> _Stored rows_:

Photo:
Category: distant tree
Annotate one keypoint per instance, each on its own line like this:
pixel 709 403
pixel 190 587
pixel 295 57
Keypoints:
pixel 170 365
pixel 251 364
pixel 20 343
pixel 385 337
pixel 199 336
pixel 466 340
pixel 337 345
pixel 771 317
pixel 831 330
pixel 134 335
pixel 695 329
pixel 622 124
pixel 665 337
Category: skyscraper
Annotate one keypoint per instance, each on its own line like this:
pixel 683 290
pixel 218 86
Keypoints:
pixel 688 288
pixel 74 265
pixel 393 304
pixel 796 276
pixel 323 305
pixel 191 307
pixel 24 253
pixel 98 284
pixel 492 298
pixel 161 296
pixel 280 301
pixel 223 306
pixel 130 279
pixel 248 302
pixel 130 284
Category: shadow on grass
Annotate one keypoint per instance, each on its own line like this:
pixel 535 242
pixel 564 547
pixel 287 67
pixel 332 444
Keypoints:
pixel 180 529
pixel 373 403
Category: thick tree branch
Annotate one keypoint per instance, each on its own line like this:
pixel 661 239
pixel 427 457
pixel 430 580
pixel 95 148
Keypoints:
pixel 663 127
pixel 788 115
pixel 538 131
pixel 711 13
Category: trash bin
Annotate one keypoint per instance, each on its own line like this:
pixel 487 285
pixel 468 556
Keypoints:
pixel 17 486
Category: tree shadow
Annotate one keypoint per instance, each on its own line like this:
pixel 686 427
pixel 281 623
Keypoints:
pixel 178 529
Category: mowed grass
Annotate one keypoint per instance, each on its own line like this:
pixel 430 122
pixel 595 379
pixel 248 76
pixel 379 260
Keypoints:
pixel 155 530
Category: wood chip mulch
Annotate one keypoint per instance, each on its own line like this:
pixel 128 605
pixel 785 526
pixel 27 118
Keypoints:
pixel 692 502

---

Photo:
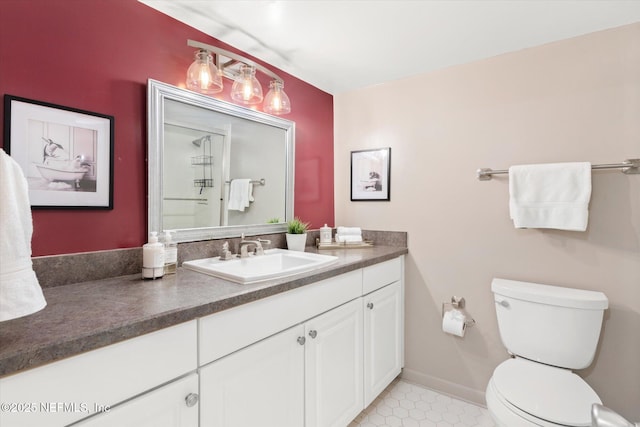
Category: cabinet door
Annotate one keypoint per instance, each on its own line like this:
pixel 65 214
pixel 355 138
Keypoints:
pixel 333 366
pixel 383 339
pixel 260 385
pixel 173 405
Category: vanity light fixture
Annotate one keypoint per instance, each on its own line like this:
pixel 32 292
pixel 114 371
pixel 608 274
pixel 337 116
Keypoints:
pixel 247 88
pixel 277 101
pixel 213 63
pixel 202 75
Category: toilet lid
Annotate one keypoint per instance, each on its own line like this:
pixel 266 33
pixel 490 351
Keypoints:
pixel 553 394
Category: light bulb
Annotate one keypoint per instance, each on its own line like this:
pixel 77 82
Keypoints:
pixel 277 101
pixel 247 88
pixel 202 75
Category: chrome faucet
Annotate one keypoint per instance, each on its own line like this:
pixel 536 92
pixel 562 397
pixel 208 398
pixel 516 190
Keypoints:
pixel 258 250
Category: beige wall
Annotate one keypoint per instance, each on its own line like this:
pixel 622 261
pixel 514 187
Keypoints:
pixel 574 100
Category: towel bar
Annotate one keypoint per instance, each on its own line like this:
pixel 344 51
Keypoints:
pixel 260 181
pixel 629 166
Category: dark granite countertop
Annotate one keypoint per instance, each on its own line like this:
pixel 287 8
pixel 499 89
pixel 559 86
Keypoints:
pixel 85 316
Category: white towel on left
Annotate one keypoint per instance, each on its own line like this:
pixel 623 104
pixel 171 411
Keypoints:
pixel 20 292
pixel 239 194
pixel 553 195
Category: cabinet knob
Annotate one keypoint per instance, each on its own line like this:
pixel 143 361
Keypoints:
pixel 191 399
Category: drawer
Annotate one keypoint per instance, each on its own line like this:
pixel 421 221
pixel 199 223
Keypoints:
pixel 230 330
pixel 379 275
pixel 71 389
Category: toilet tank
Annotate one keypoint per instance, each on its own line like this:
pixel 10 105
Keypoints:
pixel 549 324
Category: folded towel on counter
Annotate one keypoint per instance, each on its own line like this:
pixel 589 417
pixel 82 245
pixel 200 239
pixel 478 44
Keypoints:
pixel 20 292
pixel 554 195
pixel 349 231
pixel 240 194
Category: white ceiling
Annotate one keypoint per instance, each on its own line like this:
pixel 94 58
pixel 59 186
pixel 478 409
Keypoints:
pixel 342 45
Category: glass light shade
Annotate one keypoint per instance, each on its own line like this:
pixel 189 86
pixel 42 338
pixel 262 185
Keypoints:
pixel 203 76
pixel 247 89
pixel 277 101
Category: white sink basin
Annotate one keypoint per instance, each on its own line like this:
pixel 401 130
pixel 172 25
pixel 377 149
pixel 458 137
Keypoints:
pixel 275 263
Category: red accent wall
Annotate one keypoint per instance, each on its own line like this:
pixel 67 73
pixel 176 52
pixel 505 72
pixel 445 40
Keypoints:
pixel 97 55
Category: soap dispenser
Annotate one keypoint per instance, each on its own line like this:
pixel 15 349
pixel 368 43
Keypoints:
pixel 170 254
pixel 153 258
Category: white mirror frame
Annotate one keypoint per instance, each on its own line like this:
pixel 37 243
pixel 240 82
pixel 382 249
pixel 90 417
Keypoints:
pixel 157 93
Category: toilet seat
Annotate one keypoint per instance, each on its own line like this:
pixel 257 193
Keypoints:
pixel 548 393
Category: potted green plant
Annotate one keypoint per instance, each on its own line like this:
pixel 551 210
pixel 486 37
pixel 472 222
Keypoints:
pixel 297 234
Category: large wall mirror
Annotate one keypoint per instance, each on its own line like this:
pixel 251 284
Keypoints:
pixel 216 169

> _Aim of the exercise_: Rewrite the lines starting with the one containing "Category: potted green plant" and continuing through the one containing "pixel 216 169", replacing "large wall mirror" with "framed bathroom mirror" and leaving all other text unchanged.

> _Written reply_:
Category: potted green plant
Annotate one keypoint per instance, each on its own line like this:
pixel 551 210
pixel 486 37
pixel 472 222
Keypoints:
pixel 297 234
Category: framed bathroom mirror
Annotate one keypoint per instance, each on its own line like this:
pixel 251 284
Keypoints:
pixel 216 169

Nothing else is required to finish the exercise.